Bo Bjerggaard

Per Kirkeby

23 Aug - 28 Sep 2013

© Per Kirkeby
Unititled, 2011
Mixed media on masonite
122 x 122 cm
PKI-11-012
PER KIRKEBY
White Masonites
23 August - 28 September 2013

Per Kirkeby - works on masonite in the sixth decade

122 cm x 122 cm
Since 1965, Per Kirkeby has been producing works on hardboard – specifically on masonite - always employing the same format: 122 x 122 cm. Prior to starting to paint, Kirkeby was closely associated with the Experimental Art School in Copenhagen in 1962, at a moment when painting seemed to have lost its validity, where he was involved in video projects, happenings and Fluxus events.
Against this backdrop, it is understandable, as he himself wrote, that he felt like a traitor when, in spite of this, he painted.1 "Kirkeby continuously struggles with a feeling of not being of his time, of wishing to hold on to outmoded, outdated material".2 In this situation, masonite panels, industrially produced, far from artistic, and acquired from the building trade, gave him a back door into painting.

_Given instruction a_
According to the exhibition text, what size has every one of Per Kirkeby's masonite works been?

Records
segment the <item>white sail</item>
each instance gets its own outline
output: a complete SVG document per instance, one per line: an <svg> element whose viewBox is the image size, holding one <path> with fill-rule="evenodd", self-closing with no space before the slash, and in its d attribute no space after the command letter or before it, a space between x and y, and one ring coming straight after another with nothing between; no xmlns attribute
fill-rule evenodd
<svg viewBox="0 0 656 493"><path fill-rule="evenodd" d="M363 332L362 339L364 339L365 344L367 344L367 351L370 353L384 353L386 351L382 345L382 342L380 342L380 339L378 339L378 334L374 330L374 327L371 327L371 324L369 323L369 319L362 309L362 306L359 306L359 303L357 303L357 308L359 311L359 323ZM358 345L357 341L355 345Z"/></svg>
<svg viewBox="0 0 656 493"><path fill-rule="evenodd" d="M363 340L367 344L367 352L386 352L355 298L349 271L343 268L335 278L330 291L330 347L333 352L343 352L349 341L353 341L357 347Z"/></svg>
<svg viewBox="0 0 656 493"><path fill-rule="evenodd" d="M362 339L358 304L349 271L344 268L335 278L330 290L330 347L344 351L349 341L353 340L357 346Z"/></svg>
* * *
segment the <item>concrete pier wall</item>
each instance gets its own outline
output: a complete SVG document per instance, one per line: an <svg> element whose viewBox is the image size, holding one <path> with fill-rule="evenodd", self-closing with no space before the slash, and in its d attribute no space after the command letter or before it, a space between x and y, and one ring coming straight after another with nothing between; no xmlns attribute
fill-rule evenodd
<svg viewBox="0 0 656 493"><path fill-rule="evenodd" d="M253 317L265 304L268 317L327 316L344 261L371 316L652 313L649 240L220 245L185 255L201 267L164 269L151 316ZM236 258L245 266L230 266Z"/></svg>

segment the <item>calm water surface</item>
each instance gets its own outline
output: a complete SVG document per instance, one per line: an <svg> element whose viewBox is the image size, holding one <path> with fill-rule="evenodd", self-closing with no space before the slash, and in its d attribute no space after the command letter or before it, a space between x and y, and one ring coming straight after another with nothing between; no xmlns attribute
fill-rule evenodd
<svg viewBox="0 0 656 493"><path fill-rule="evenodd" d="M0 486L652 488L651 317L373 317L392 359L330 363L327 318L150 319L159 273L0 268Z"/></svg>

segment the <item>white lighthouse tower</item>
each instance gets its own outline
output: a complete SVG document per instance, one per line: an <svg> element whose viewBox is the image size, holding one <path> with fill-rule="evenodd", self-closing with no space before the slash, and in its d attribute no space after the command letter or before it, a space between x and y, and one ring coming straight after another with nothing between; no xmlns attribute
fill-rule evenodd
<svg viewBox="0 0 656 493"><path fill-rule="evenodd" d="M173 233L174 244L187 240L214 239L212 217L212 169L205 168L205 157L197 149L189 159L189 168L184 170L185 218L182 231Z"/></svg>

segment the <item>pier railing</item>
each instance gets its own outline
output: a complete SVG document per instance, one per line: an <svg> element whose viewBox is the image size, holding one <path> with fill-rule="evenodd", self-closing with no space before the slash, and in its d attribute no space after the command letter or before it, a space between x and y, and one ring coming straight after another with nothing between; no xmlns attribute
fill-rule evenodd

_Given instruction b_
Pick out every line of the rows above that contains the string "item", and note that case counts.

_Result a_
122 x 122 cm.

_Result b_
segment the <item>white sail</item>
segment the <item>concrete pier wall</item>
segment the <item>calm water surface</item>
segment the <item>white lighthouse tower</item>
segment the <item>pier railing</item>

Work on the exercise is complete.